• Bereitgestellter Text:
========
Der Essay „Die heimliche Revolution vom Rechtsstaat zum Richterstaat“ von Bernd Rüthers (Werbung) eignet sich nicht nur als Geschenk für Juristen. Er ist relativ preiswert, handlich im Format und vollgepackt mit wertvollen Inhalten. Und er ist Pflichtlektüre für Juristen und solche, die es werden wollen. Denn: Wie sollen wir Juristen verantwortungsvoll unser Handwerk betreiben, wenn wir nicht von Zeit zu Zeit einen Schritt zurücktreten und uns vergewissern, was wir eigentlich tun?
Auf den ersten Seiten des Essays findet sich ein Zitat von Odo Marquard (Werbung), das eine Initialzündung für Rüthers gewesen sein muss, sich mit Rechts- und Methodenwechseln bei Wechseln der politischen Systeme zu beschäftigen: „Hermeneutik ist die Kunst aus einem Text herauszukriegen, was nicht drinsteht : wozu –wenn man doch den Text hat – braucht man sie sonst?“
Rüthers stellt fest, dass die mit den politischen System- und Verfassungswechseln in der jüngeren deutschen Vergangenheit jeweils einhergehenden umfassenden Rechtserneuerungen sich nicht dadurch vollzogen, dass die Einzelvorschriften dem neuen System gemäß textlich geändert wurden. Vielmehr blieben über lange Zeit wichtige Kodifikationen textlich unverändert, wurden aber im Geiste des neuen Systems angewendet bzw. umgewertet. Die daraus resultierende Frage geht jeden Juristen an: Wie kann es sein, dass Juristen in der Weimarer Republik, im NS-Staat, in der „alten“ Bundesrepublik und in der DDR die gleiche Rechtsvorschriften angewendet haben, dabei aber zu völlig unterschiedlichen, nämlich dem jeweiligen System entsprechenden, teilweise völlig konträren Auslegungsergebnissen kamen?
========
• Gesammelte Daten:
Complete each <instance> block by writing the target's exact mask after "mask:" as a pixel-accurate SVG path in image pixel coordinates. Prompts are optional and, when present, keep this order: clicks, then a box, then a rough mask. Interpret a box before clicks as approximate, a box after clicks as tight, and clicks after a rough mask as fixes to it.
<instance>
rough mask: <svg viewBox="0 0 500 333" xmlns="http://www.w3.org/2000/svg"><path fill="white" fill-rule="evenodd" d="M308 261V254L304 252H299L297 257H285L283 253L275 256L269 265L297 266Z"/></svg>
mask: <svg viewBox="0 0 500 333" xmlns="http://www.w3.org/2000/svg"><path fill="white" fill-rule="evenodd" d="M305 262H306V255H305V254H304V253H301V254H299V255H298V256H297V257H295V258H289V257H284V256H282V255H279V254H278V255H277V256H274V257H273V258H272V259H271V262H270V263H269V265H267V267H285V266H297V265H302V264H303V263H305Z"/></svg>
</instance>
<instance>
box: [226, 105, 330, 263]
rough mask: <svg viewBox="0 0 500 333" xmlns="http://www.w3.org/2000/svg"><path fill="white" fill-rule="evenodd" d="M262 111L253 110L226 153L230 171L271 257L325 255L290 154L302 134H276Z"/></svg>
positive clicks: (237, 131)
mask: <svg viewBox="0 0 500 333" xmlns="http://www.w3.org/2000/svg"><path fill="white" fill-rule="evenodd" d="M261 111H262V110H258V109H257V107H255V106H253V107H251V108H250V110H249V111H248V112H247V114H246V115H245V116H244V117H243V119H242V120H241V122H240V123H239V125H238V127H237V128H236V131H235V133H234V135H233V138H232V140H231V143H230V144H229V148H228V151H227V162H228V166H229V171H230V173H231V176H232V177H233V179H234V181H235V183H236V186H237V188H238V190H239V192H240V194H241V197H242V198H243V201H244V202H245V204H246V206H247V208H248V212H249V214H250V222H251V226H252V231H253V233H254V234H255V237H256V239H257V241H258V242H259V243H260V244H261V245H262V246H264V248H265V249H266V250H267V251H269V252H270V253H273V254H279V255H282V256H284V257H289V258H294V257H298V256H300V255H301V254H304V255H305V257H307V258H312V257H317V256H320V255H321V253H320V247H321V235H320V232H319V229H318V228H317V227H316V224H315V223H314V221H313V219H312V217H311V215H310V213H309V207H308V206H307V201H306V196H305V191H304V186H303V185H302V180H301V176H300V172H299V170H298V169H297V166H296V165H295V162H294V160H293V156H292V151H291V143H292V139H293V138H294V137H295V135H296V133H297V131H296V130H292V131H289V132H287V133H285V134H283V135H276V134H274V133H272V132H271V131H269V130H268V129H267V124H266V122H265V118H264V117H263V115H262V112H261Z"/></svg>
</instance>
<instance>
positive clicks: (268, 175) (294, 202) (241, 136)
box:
========
• Deine Aufgabe:
Kopiere aus dem Text über den Essay von Bernd Rüthers wortgetreu den Abschnitt von „Der Essay „Die“ bis einschließlich „wir eigentlich tun?“.

• Antwort zur Aufgabe:
Der Essay „Die heimliche Revolution vom Rechtsstaat zum Richterstaat“ von Bernd Rüthers (Werbung) eignet sich nicht nur als Geschenk für Juristen. Er ist relativ preiswert, handlich im Format und vollgepackt mit wertvollen Inhalten. Und er ist Pflichtlektüre für Juristen und solche, die es werden wollen. Denn: Wie sollen wir Juristen verantwortungsvoll unser Handwerk betreiben, wenn wir nicht von Zeit zu Zeit einen Schritt zurücktreten und uns vergewissern, was wir eigentlich tun?